• _FRAGMENTO DE ORIGEN_:
En España, a diferencia de lo que ocurre, por ejemplo, en Francia, Gran Bretaña, Alemania…, los usos administrativos mantienen la presencia del doble patronímico, el paterno y el materno, aunque, a título individual, muchas personas tienen ya la costumbre de identificarse con uno solo, el paterno.
En la denominación de nuestros artistas ilustres, hay una tendencia mayoritaria a la forma con un solo apellido: Cervantes, Quevedo, Velázquez, Goya, Larra, Galdós, Machado, Baroja, Lorca, Dalí…, prescindiendo, en algunos casos, del primero o paterno (Pérez, García…), por ser menos identificador.
No hace mucho al caso de mi estudio la procedencia de los nombres, su acaso peculiar reparto por las distintas capas sociales, o por regiones, las distintas fuentes, según el momento histórico, que los inspiran, la lectura sociológica y aun filosófica que puede hacerse de todo ello, el moderno abandono de santorales y sacristías como fuente onomástica, las variaciones familiares de cada nombre, su adaptación a la edad y al estatus –el paso de Pepe a don José…
Hay estudios sobre el significado etimológico de los nombres de persona, cuando el nombre se aplicaba con toda intención, con la voluntad de expresar lo que se sentía ante el ser recién nacido, o lo que se esperaba de él: Teodoro, ‘regalo de dios’, Apolodoro, ‘obsequio de Apolo’, Epicuro. ‘el que socorre’, Sofía, ‘sabiduría’, Irene, ‘paz’, Diosdado o Adeodato, ‘dado por Dios’…; Alvaro, ‘todo prevenido’, Elvira, ‘alegre y rebosante de fuerza salvaje’, Rodrigo, ‘rico en fama’… O Félix, Bonifacio, Leticia, Gloria… Después, con la hegemonía vaticana, en especial tras el concilio de Trento en la mitad del s. XVI, fuertemente apoyada en las sutiles razones de la Inquisición, se instauró en régimen de ‘monocultivo’, el nombre cristiano ligado a la Biblia o al santoral. Así, hasta el siglo XX, en que todavía hemos conocido incluso sacristanes que te cortaban la iniciativa: ese nombre no se puede poner: no figura en el santoral
. Y se ponía a los hijos, sin rubor, nombres como Angustias, Nicodemo, Dolores, Martirio, Cruz, Celedonio, Atanasio o como quiera que fuese el santo del día o la virgen de nuestra devoción.

• _TAREAS POR HACER_:
a – Según el fragmento sobre los nombres de persona, ¿tras qué concilio se impuso el nombre cristiano ligado a la Biblia o al santoral?
b – Indica si cada afirmación coincide con el fragmento sobre los nombres de persona: (i) en España los usos administrativos conservan el apellido paterno y el materno; (ii) a los artistas ilustres se les suele nombrar con sus dos apellidos; (iii) el nombre Irene significa 'sabiduría'.
c – Prosigue el fragmento sobre los nombres de persona a partir de su última oración.

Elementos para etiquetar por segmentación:
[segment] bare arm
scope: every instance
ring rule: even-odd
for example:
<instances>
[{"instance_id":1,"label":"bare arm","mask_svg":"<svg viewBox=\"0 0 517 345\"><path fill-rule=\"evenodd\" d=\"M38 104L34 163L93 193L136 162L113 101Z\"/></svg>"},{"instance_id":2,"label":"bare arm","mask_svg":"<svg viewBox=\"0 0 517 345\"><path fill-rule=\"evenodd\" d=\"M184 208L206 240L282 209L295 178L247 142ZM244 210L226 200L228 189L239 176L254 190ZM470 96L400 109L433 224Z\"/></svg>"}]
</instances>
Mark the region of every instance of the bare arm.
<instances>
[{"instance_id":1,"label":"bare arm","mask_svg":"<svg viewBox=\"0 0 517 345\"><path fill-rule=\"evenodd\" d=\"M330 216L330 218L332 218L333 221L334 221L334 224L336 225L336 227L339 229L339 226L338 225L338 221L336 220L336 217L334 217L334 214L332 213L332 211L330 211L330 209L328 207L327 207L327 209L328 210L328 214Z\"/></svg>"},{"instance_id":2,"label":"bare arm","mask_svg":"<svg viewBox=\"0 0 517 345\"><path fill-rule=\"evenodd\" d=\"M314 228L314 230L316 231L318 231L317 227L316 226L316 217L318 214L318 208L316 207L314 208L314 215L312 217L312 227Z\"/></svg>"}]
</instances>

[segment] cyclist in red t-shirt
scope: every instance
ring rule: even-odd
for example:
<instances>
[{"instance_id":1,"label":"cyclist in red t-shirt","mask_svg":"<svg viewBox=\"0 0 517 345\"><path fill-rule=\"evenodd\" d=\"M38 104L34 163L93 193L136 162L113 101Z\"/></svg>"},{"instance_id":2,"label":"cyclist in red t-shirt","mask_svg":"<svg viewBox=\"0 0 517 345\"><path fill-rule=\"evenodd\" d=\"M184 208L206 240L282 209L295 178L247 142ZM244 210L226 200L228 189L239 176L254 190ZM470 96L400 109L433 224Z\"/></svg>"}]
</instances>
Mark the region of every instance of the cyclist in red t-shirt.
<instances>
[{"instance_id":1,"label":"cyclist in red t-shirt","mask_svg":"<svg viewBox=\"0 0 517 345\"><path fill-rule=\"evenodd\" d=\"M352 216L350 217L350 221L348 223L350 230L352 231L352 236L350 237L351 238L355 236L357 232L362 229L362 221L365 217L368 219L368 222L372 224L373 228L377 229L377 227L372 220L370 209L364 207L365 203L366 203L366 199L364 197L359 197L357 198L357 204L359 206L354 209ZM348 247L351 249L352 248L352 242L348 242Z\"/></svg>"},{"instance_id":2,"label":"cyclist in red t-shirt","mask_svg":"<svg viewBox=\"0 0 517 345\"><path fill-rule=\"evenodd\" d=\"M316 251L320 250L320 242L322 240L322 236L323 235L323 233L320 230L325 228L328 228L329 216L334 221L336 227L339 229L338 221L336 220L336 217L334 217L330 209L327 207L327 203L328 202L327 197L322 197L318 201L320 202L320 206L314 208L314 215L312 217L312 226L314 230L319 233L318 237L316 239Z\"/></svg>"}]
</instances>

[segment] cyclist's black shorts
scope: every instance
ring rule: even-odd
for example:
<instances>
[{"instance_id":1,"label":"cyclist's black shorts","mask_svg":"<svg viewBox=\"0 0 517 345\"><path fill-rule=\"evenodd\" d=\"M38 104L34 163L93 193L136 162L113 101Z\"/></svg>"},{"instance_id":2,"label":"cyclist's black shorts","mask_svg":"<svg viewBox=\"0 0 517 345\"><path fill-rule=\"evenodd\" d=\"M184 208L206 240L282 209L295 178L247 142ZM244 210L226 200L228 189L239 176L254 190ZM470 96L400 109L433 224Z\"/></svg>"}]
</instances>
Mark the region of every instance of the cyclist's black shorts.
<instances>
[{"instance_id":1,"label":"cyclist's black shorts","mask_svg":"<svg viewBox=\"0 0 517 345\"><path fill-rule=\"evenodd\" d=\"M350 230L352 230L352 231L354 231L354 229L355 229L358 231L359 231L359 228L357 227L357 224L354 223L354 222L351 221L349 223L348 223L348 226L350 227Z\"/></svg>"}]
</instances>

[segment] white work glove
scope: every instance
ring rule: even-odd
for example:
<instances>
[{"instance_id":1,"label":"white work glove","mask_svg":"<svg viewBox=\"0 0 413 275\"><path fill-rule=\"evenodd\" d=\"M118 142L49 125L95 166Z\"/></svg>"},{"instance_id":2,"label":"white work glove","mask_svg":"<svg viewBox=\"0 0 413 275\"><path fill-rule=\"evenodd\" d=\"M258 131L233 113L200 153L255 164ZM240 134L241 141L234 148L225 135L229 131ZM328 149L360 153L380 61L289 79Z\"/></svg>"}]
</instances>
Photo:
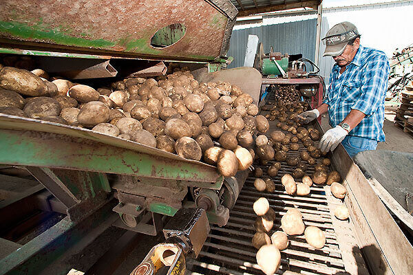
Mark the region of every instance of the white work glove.
<instances>
[{"instance_id":1,"label":"white work glove","mask_svg":"<svg viewBox=\"0 0 413 275\"><path fill-rule=\"evenodd\" d=\"M318 148L323 153L327 153L330 150L332 151L348 134L347 131L340 125L337 125L326 132L319 143Z\"/></svg>"},{"instance_id":2,"label":"white work glove","mask_svg":"<svg viewBox=\"0 0 413 275\"><path fill-rule=\"evenodd\" d=\"M303 122L305 124L310 123L313 120L320 116L320 112L317 109L311 111L307 111L298 115L303 119Z\"/></svg>"}]
</instances>

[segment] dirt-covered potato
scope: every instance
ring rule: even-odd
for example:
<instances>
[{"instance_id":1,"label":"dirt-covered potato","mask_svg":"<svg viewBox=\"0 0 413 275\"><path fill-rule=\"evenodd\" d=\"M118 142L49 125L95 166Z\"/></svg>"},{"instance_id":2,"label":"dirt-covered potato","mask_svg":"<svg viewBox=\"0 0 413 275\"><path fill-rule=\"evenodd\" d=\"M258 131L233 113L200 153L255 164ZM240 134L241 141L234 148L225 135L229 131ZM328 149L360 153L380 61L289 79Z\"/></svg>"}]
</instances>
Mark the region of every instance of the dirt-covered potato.
<instances>
[{"instance_id":1,"label":"dirt-covered potato","mask_svg":"<svg viewBox=\"0 0 413 275\"><path fill-rule=\"evenodd\" d=\"M81 103L98 101L100 94L90 86L78 84L72 86L68 91L69 96ZM112 98L111 98L112 99Z\"/></svg>"},{"instance_id":2,"label":"dirt-covered potato","mask_svg":"<svg viewBox=\"0 0 413 275\"><path fill-rule=\"evenodd\" d=\"M284 151L279 151L275 153L274 159L277 162L285 162L287 159L287 153Z\"/></svg>"},{"instance_id":3,"label":"dirt-covered potato","mask_svg":"<svg viewBox=\"0 0 413 275\"><path fill-rule=\"evenodd\" d=\"M254 248L260 249L262 245L271 244L271 239L266 233L259 232L254 234L252 243Z\"/></svg>"},{"instance_id":4,"label":"dirt-covered potato","mask_svg":"<svg viewBox=\"0 0 413 275\"><path fill-rule=\"evenodd\" d=\"M76 101L76 100L74 98L72 98L69 96L55 96L53 97L53 98L57 100L62 109L76 107L78 105L78 102Z\"/></svg>"},{"instance_id":5,"label":"dirt-covered potato","mask_svg":"<svg viewBox=\"0 0 413 275\"><path fill-rule=\"evenodd\" d=\"M156 148L156 139L153 135L146 130L136 130L131 133L130 135L131 140L140 143L141 144Z\"/></svg>"},{"instance_id":6,"label":"dirt-covered potato","mask_svg":"<svg viewBox=\"0 0 413 275\"><path fill-rule=\"evenodd\" d=\"M218 156L217 166L224 177L235 176L238 169L238 160L235 153L231 150L223 150Z\"/></svg>"},{"instance_id":7,"label":"dirt-covered potato","mask_svg":"<svg viewBox=\"0 0 413 275\"><path fill-rule=\"evenodd\" d=\"M26 71L11 67L0 69L0 88L29 96L48 95L48 88L42 79Z\"/></svg>"},{"instance_id":8,"label":"dirt-covered potato","mask_svg":"<svg viewBox=\"0 0 413 275\"><path fill-rule=\"evenodd\" d=\"M45 96L39 96L28 100L23 109L28 117L32 118L58 116L61 110L57 100Z\"/></svg>"},{"instance_id":9,"label":"dirt-covered potato","mask_svg":"<svg viewBox=\"0 0 413 275\"><path fill-rule=\"evenodd\" d=\"M288 237L282 231L277 231L271 235L271 242L279 250L284 250L288 246Z\"/></svg>"},{"instance_id":10,"label":"dirt-covered potato","mask_svg":"<svg viewBox=\"0 0 413 275\"><path fill-rule=\"evenodd\" d=\"M268 144L262 145L255 150L257 156L263 160L271 160L274 158L274 149Z\"/></svg>"},{"instance_id":11,"label":"dirt-covered potato","mask_svg":"<svg viewBox=\"0 0 413 275\"><path fill-rule=\"evenodd\" d=\"M279 268L281 254L274 245L262 245L255 258L258 266L266 275L272 275Z\"/></svg>"},{"instance_id":12,"label":"dirt-covered potato","mask_svg":"<svg viewBox=\"0 0 413 275\"><path fill-rule=\"evenodd\" d=\"M198 142L193 138L184 136L175 143L175 151L180 157L187 160L200 160L202 151Z\"/></svg>"},{"instance_id":13,"label":"dirt-covered potato","mask_svg":"<svg viewBox=\"0 0 413 275\"><path fill-rule=\"evenodd\" d=\"M238 170L243 171L251 166L253 160L251 154L250 154L247 149L239 146L234 151L234 153L238 160Z\"/></svg>"},{"instance_id":14,"label":"dirt-covered potato","mask_svg":"<svg viewBox=\"0 0 413 275\"><path fill-rule=\"evenodd\" d=\"M228 150L234 150L238 145L237 137L231 131L226 131L221 135L220 138L220 144L221 146Z\"/></svg>"},{"instance_id":15,"label":"dirt-covered potato","mask_svg":"<svg viewBox=\"0 0 413 275\"><path fill-rule=\"evenodd\" d=\"M257 130L258 130L260 133L266 133L268 131L270 128L270 124L268 121L264 116L257 116L255 118L255 121L257 122Z\"/></svg>"},{"instance_id":16,"label":"dirt-covered potato","mask_svg":"<svg viewBox=\"0 0 413 275\"><path fill-rule=\"evenodd\" d=\"M302 214L299 210L288 209L281 218L281 228L288 235L301 235L304 232Z\"/></svg>"},{"instance_id":17,"label":"dirt-covered potato","mask_svg":"<svg viewBox=\"0 0 413 275\"><path fill-rule=\"evenodd\" d=\"M327 173L324 170L315 171L311 179L316 184L324 184L327 180Z\"/></svg>"},{"instance_id":18,"label":"dirt-covered potato","mask_svg":"<svg viewBox=\"0 0 413 275\"><path fill-rule=\"evenodd\" d=\"M306 196L310 194L310 186L302 182L297 184L297 195L299 196Z\"/></svg>"},{"instance_id":19,"label":"dirt-covered potato","mask_svg":"<svg viewBox=\"0 0 413 275\"><path fill-rule=\"evenodd\" d=\"M341 177L340 177L340 174L337 171L333 170L328 174L326 184L327 184L327 185L331 185L333 182L339 182L341 180Z\"/></svg>"},{"instance_id":20,"label":"dirt-covered potato","mask_svg":"<svg viewBox=\"0 0 413 275\"><path fill-rule=\"evenodd\" d=\"M343 186L343 184L339 184L338 182L333 182L331 184L331 192L334 197L338 199L344 199L346 194L347 193L347 189Z\"/></svg>"},{"instance_id":21,"label":"dirt-covered potato","mask_svg":"<svg viewBox=\"0 0 413 275\"><path fill-rule=\"evenodd\" d=\"M20 94L0 88L0 107L23 109L26 100Z\"/></svg>"},{"instance_id":22,"label":"dirt-covered potato","mask_svg":"<svg viewBox=\"0 0 413 275\"><path fill-rule=\"evenodd\" d=\"M326 244L326 234L316 226L308 226L304 231L307 243L315 248L321 249Z\"/></svg>"},{"instance_id":23,"label":"dirt-covered potato","mask_svg":"<svg viewBox=\"0 0 413 275\"><path fill-rule=\"evenodd\" d=\"M77 116L80 111L80 109L74 107L63 108L62 109L60 116L66 120L69 125L72 125L77 122Z\"/></svg>"},{"instance_id":24,"label":"dirt-covered potato","mask_svg":"<svg viewBox=\"0 0 413 275\"><path fill-rule=\"evenodd\" d=\"M142 129L142 124L139 120L132 118L121 118L115 125L119 129L121 134L129 135L131 137L136 131Z\"/></svg>"},{"instance_id":25,"label":"dirt-covered potato","mask_svg":"<svg viewBox=\"0 0 413 275\"><path fill-rule=\"evenodd\" d=\"M270 203L266 198L260 197L253 204L253 209L257 215L263 216L270 209Z\"/></svg>"},{"instance_id":26,"label":"dirt-covered potato","mask_svg":"<svg viewBox=\"0 0 413 275\"><path fill-rule=\"evenodd\" d=\"M92 129L96 132L117 137L120 133L119 129L110 123L99 123Z\"/></svg>"},{"instance_id":27,"label":"dirt-covered potato","mask_svg":"<svg viewBox=\"0 0 413 275\"><path fill-rule=\"evenodd\" d=\"M344 220L348 219L350 212L346 206L341 204L341 206L337 206L334 210L334 215L339 219Z\"/></svg>"}]
</instances>

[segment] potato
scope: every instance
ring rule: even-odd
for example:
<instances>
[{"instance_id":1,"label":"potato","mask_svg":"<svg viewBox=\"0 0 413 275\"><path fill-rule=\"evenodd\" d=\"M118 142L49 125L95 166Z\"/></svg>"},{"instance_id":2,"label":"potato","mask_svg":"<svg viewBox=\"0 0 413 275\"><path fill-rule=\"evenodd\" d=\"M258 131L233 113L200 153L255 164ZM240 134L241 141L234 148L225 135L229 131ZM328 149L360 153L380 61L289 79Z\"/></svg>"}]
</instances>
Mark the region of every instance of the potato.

• _RESPUESTAS_:
a – Tras el concilio de Trento, en la mitad del siglo XVI.

b –
(i) Sí: «los usos administrativos mantienen la presencia del doble patronímico, el paterno y el materno».
(ii) No: «hay una tendencia mayoritaria a la forma con un solo apellido».
(iii) No: «Irene, ‘paz’».

c –
Hoy, la apuesta de la ciudadanía por la eliminación de tabúes e imposiciones, también ha alcanzado esta pequeña, pero significativa, parcela. Los nombres procedentes del cine y de narraciones fantásticas (Daenerys -de Juego de tronos- Laia. Rihana, Leia -de la última entrega de Star Wars-, Moana -mar, océano, en maorí, de la película de Disney sobre esa princesa guerrera del Pacífico...) , de la mitología pagana (Venus. Minerva, Fedra, Penélope,…), de la cultura anglosajona u oriental y hasta de los tabloides internacionales del corazón, conviven pacíficamente con los nombres cristianos más eufónicos y menos extravagantes que los que traía, implacable, cada día del calendario.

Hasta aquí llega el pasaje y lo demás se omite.